Directions for this task:
Would you go through the records below and copy each line with the string "Pass"?

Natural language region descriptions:
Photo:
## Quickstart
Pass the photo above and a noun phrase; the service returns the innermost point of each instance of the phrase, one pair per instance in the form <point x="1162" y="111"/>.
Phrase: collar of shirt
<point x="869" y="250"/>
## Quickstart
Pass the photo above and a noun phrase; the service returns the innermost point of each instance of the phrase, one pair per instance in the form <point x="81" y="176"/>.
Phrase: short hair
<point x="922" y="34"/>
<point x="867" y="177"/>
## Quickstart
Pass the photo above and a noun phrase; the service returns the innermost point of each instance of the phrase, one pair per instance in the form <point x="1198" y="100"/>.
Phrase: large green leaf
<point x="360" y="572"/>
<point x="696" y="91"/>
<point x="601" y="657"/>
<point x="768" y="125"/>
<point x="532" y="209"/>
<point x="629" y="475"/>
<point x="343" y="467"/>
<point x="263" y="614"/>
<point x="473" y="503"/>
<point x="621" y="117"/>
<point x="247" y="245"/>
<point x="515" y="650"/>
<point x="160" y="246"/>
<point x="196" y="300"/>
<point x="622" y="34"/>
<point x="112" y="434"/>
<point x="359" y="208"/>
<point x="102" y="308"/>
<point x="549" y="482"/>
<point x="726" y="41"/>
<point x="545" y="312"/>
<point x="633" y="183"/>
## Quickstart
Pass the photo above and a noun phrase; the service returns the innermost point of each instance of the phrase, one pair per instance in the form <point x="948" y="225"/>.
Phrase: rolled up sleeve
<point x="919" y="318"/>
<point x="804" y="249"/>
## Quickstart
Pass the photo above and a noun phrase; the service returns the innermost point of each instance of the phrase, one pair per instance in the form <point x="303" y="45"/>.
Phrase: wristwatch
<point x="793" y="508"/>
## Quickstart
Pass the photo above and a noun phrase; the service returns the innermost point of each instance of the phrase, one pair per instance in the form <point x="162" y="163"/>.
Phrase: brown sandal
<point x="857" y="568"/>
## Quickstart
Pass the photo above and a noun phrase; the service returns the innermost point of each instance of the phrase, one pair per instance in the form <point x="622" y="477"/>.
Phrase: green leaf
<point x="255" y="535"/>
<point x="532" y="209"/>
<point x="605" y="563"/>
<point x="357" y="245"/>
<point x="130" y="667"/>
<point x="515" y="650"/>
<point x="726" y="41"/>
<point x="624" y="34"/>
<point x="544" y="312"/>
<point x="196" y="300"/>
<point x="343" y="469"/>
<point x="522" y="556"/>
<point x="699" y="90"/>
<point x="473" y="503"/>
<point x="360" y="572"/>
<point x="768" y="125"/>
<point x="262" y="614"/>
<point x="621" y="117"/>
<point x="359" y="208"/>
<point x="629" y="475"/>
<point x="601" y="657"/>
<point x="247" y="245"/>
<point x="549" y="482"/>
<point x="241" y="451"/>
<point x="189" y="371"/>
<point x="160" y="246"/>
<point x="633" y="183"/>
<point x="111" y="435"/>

Answer for the task:
Pass the photo above and a noun phrase; the service returns the innermost point of each instance of the phrase, one pair per instance in the form <point x="1162" y="111"/>.
Pass the photo above and a noun phrase; the service returns the innermost point of each instance of the phrase, one pair per instance in the form <point x="81" y="176"/>.
Pass the photo above and a noun phrase; the service returns the innermost point of each instance of the phrase, one pair per instance in the form <point x="1198" y="100"/>.
Pass the photo above and a noun phrase; the service returns the innermost point of each instance of the phrase, one pair per instance in the form <point x="948" y="225"/>.
Pass the photo above and a noun phrase; the service returns the innermost point of each instance of the phrase, one pair per instance in the form <point x="303" y="45"/>.
Pass the photo above and a noun phrase; the service returns the innermost point of each instance of the phrase, one pair per instance in the form <point x="162" y="163"/>.
Pass the photo above and a noun phrase; the service returns the innermost point of each instance of the phrase, one pair per instance in the form <point x="622" y="477"/>.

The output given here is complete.